◆ **WORK TO COMPLETE**: Nothing but the lines from the top of the records through the line with "x=125 y=313" should be returned, exactly, and without pictures.

+++ WORKING DATA +++

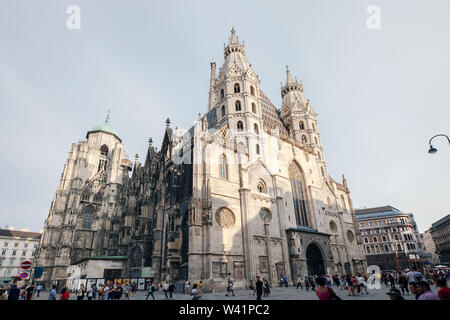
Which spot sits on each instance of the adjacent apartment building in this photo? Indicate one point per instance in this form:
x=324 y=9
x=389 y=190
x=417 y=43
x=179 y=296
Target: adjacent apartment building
x=440 y=231
x=388 y=238
x=15 y=247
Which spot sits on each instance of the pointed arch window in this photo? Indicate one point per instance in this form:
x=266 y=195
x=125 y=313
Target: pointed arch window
x=87 y=217
x=304 y=139
x=104 y=150
x=262 y=187
x=344 y=207
x=299 y=194
x=238 y=105
x=223 y=167
x=240 y=126
x=256 y=128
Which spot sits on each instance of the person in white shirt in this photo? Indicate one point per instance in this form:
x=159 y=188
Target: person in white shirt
x=411 y=276
x=187 y=287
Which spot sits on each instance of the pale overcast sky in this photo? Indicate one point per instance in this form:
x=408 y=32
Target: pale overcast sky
x=379 y=94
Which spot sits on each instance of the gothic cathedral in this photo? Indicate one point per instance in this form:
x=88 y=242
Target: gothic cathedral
x=244 y=192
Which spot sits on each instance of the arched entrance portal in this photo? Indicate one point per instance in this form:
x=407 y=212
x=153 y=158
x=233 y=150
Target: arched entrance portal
x=314 y=260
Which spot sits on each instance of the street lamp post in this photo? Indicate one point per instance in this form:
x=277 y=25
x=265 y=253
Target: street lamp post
x=432 y=149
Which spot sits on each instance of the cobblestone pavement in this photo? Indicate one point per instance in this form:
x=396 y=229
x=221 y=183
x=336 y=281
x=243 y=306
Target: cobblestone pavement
x=290 y=293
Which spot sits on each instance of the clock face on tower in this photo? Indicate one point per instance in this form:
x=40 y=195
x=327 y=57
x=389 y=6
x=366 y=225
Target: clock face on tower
x=266 y=215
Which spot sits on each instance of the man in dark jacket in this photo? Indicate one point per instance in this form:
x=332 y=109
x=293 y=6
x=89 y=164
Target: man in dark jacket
x=14 y=293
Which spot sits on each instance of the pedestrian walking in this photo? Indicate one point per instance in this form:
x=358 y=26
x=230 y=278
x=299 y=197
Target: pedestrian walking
x=444 y=291
x=171 y=289
x=403 y=283
x=229 y=286
x=133 y=288
x=395 y=294
x=80 y=293
x=29 y=291
x=39 y=289
x=52 y=293
x=196 y=294
x=324 y=292
x=258 y=288
x=251 y=287
x=64 y=294
x=166 y=289
x=299 y=282
x=126 y=291
x=150 y=289
x=14 y=292
x=423 y=291
x=3 y=294
x=187 y=287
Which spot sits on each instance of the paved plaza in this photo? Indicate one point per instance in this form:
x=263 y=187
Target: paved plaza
x=290 y=293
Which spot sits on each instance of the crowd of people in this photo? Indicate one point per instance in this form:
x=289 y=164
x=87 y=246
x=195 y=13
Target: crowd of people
x=408 y=281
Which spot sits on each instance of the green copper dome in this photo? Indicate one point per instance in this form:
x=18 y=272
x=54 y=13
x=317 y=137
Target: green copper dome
x=106 y=127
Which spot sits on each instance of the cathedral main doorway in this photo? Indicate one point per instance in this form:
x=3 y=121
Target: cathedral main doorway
x=314 y=260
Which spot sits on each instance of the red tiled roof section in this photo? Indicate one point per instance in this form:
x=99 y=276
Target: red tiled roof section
x=271 y=117
x=19 y=234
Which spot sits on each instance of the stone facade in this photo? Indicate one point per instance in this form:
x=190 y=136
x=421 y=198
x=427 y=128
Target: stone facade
x=244 y=192
x=389 y=238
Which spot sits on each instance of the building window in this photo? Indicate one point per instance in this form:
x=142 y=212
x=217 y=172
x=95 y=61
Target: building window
x=238 y=105
x=87 y=217
x=262 y=187
x=304 y=139
x=104 y=150
x=240 y=126
x=299 y=194
x=263 y=264
x=223 y=168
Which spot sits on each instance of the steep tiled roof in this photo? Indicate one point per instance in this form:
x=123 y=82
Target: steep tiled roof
x=271 y=117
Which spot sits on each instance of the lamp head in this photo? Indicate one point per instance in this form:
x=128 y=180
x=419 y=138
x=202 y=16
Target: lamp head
x=432 y=150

+++

◆ **RESPONSE BELOW**:
Which spot sits on each instance of the adjacent apartment building in this photo? Indicate one point per instance in this form:
x=324 y=9
x=389 y=190
x=417 y=43
x=179 y=296
Target: adjacent apartment building
x=440 y=231
x=388 y=238
x=15 y=247
Which spot sits on each instance of the pointed arch window in this photo? Indicate one point per instance in this form:
x=266 y=195
x=125 y=313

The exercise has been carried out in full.